• [PROBLEM A]
Reproduce the passage of the article on women's drinking age from "Those born after" up to and including "on the study.", word for word.
• [PROBLEM B]
In the article on women's drinking age, what share of people who start drinking at age 21 or older become alcohol dependent?
====== SUPPLIED TEXT ======
A new study has discovered that women, who start drinking at a younger age are at a greater risk of becoming alcohol dependent.
During the study, researchers from Washington University School of Medicine in St. Louis have found that women who were born before 1944 began drinking at age 20.
Those born after that started drinking alcohol at age 17, and they had a 50 to 80 percent greater risk for alcohol dependence.
"We had previously noted that women were catching up with men in their rates of drinking and alcohol dependence, and this earlier age at which they began drinking helps explain that finding," said Richard A. Grucza, Ph.D., assistant professor of psychiatry and first author on the study.
"An early age at the onset of drinking is a strong predictor of subsequent alcohol dependence. About one in three individuals who start drinking at age 17 or younger become alcohol dependent. For those who wait until age 21 or older, that number is one in ten," he added.
====== SOURCE DATA ======
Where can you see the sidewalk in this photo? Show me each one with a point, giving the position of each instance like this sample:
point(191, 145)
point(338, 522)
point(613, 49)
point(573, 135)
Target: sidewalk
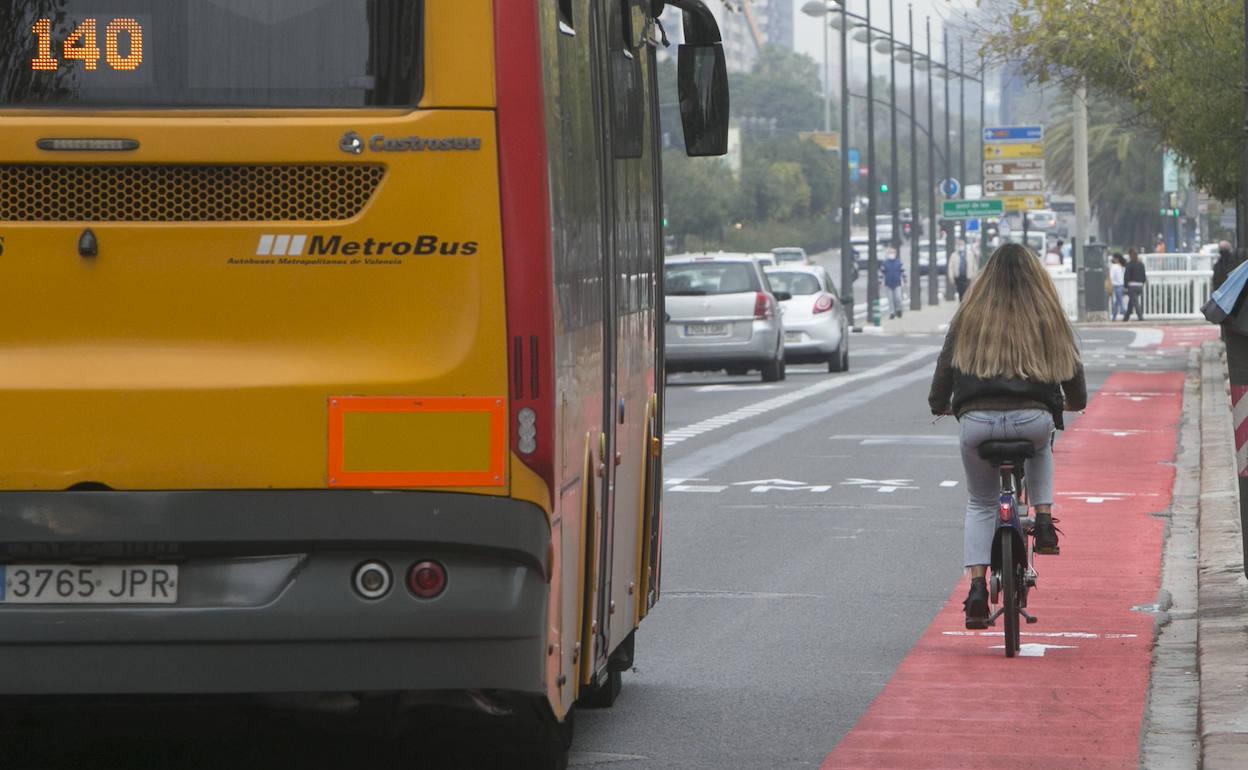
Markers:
point(1222, 613)
point(932, 320)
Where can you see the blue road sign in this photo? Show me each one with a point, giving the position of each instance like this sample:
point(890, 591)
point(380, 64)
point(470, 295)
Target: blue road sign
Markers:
point(1014, 134)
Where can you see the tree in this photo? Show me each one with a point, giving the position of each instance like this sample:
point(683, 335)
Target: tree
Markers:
point(1178, 64)
point(1125, 166)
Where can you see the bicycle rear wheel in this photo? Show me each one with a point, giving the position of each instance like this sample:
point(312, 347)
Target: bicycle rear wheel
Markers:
point(1010, 590)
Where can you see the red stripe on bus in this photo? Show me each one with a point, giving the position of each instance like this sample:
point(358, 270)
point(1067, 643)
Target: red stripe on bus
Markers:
point(526, 214)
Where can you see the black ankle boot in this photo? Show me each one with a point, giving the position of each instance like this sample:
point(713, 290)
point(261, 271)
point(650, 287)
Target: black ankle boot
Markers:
point(1046, 536)
point(977, 604)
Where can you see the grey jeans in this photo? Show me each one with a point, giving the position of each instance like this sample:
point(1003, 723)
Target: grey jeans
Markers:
point(984, 481)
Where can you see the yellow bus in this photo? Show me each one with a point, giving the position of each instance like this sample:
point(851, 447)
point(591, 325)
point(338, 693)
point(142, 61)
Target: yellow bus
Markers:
point(330, 343)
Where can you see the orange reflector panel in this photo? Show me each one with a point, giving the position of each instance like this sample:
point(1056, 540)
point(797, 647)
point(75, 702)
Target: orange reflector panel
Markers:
point(417, 442)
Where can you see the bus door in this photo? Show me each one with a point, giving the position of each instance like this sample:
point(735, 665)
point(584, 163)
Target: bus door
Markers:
point(607, 449)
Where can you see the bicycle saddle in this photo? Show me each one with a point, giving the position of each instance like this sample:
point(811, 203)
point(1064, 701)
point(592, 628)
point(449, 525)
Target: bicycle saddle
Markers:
point(1006, 451)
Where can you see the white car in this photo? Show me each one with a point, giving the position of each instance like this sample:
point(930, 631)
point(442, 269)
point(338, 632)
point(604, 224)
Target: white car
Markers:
point(815, 326)
point(721, 313)
point(790, 255)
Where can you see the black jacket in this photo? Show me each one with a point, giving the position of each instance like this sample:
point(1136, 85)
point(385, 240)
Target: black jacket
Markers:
point(954, 388)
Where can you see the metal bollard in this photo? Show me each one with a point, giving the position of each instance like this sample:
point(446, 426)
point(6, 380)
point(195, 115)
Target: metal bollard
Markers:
point(1237, 367)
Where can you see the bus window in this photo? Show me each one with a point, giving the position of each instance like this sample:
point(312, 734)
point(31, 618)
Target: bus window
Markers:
point(225, 54)
point(628, 112)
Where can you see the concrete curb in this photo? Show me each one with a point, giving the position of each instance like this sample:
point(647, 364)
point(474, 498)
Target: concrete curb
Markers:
point(1222, 627)
point(1168, 739)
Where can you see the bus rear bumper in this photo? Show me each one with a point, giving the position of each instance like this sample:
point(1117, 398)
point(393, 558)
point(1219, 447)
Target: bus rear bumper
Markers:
point(266, 602)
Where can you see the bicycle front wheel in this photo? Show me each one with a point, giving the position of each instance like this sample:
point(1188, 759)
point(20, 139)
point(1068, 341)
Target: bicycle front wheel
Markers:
point(1010, 589)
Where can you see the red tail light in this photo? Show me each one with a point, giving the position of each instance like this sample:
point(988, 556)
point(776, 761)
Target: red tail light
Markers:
point(427, 579)
point(763, 308)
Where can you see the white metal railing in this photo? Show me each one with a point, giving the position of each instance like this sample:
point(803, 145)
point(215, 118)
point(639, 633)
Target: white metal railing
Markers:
point(1176, 262)
point(1177, 293)
point(1067, 288)
point(1168, 293)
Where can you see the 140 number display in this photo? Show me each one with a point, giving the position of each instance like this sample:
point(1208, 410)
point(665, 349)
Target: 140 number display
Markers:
point(82, 45)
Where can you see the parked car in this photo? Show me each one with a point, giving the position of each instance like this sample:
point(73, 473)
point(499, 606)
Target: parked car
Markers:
point(815, 326)
point(790, 255)
point(723, 315)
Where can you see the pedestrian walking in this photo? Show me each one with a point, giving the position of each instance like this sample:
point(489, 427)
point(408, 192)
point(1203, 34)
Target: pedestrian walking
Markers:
point(894, 278)
point(1117, 286)
point(1136, 277)
point(1227, 261)
point(961, 270)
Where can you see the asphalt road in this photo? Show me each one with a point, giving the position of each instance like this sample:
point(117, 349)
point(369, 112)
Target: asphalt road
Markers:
point(806, 547)
point(813, 531)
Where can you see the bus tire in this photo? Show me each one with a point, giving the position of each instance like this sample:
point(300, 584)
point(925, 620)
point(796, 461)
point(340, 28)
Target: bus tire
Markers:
point(602, 695)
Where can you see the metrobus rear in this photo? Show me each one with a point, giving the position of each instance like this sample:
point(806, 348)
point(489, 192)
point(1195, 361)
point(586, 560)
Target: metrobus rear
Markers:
point(253, 348)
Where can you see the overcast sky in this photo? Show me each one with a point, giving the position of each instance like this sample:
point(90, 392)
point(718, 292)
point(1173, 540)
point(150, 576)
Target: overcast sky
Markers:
point(809, 34)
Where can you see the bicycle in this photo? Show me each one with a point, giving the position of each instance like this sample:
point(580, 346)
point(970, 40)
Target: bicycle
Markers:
point(1014, 568)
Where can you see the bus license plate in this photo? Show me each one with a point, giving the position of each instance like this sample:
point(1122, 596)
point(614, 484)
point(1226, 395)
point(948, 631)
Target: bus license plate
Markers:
======
• [WRITTEN SOLUTION A]
Those born after that started drinking alcohol at age 17, and they had a 50 to 80 percent greater risk for alcohol dependence.
"We had previously noted that women were catching up with men in their rates of drinking and alcohol dependence, and this earlier age at which they began drinking helps explain that finding," said Richard A. Grucza, Ph.D., assistant professor of psychiatry and first author on the study.

• [WRITTEN SOLUTION B]
One in ten.